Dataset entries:
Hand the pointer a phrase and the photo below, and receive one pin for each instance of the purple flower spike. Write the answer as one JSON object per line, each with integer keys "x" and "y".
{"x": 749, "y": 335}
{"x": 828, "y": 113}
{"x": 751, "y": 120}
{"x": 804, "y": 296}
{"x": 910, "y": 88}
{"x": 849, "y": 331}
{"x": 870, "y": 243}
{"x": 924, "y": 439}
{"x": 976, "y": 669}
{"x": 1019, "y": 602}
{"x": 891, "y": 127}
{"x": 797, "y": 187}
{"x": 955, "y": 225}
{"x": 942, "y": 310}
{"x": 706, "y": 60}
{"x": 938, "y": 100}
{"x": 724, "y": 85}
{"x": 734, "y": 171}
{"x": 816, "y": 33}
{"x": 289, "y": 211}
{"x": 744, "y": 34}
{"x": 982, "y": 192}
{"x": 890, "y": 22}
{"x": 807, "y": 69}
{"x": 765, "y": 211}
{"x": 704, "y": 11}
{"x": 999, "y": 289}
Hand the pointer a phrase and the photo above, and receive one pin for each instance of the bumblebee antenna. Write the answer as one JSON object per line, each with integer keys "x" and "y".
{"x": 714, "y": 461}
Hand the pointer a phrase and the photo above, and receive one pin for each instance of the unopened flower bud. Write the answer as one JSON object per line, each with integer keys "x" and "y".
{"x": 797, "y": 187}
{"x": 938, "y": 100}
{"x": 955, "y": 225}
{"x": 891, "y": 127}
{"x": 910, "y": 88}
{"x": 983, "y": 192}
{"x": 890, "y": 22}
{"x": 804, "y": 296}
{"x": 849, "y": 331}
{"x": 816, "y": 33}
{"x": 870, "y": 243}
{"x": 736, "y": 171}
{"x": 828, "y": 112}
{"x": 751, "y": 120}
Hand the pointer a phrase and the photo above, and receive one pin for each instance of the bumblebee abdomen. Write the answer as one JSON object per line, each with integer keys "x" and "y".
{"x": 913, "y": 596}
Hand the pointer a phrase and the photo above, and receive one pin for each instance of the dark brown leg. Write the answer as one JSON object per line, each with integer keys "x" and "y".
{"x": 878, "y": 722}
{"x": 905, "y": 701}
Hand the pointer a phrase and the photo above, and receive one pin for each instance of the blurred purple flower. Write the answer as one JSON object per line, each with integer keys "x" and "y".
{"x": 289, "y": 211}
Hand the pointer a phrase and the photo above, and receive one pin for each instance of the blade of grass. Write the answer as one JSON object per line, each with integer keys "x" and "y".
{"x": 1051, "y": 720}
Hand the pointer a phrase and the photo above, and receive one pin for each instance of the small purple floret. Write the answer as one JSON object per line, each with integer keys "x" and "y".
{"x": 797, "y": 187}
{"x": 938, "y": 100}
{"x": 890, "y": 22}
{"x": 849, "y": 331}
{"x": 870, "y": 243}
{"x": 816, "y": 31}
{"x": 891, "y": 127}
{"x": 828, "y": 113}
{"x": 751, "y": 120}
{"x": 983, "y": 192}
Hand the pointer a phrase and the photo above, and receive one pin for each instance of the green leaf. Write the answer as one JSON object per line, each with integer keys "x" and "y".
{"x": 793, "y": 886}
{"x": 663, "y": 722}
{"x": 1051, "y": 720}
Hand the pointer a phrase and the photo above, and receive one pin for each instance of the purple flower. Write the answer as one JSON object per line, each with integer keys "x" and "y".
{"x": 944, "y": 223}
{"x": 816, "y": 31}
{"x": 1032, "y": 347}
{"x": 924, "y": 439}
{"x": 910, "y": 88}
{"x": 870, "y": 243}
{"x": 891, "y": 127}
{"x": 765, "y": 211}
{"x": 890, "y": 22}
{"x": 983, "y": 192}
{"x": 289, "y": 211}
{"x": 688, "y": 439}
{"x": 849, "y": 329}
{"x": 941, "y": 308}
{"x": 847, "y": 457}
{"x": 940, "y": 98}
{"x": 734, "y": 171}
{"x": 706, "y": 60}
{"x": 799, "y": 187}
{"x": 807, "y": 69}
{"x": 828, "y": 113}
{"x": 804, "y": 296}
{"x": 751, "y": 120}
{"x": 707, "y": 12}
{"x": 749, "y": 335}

What to do: Only these lines should appear in the reply: the one containing "of the blade", the last line of the data, and all lines between them, each copied exactly.

Reply to the task:
Hand the pointer a phrase and the photo above, and receive one pin for each instance of the blade of grass. Write the answer as one JSON object per line, each with integer keys "x" and "y".
{"x": 1051, "y": 720}
Hand the pointer a phrase and the photo above, and receive one pin for each instance of the small purple floret. Write the answer as one JSON object per line, each with integer keys "x" and "y".
{"x": 797, "y": 187}
{"x": 938, "y": 100}
{"x": 890, "y": 22}
{"x": 849, "y": 331}
{"x": 870, "y": 243}
{"x": 816, "y": 31}
{"x": 891, "y": 127}
{"x": 828, "y": 113}
{"x": 751, "y": 120}
{"x": 983, "y": 192}
Hand the pointer a phrase and the photo above, and receive one pin for each instance of the green leaf. Write the answer as one JSON object per line, each with integer keys "x" and "y".
{"x": 793, "y": 886}
{"x": 663, "y": 722}
{"x": 1051, "y": 720}
Hand the pointer a phrase and the photo above, and receive one pin for each instance of the purple flower. Write the answer as one JSON object per line, each with integer keys "x" and "y".
{"x": 944, "y": 223}
{"x": 816, "y": 31}
{"x": 1032, "y": 347}
{"x": 924, "y": 439}
{"x": 910, "y": 88}
{"x": 870, "y": 243}
{"x": 891, "y": 127}
{"x": 765, "y": 211}
{"x": 890, "y": 22}
{"x": 983, "y": 192}
{"x": 289, "y": 211}
{"x": 688, "y": 439}
{"x": 849, "y": 329}
{"x": 941, "y": 308}
{"x": 847, "y": 457}
{"x": 940, "y": 98}
{"x": 734, "y": 171}
{"x": 706, "y": 60}
{"x": 799, "y": 187}
{"x": 807, "y": 69}
{"x": 828, "y": 113}
{"x": 804, "y": 296}
{"x": 751, "y": 120}
{"x": 707, "y": 12}
{"x": 749, "y": 335}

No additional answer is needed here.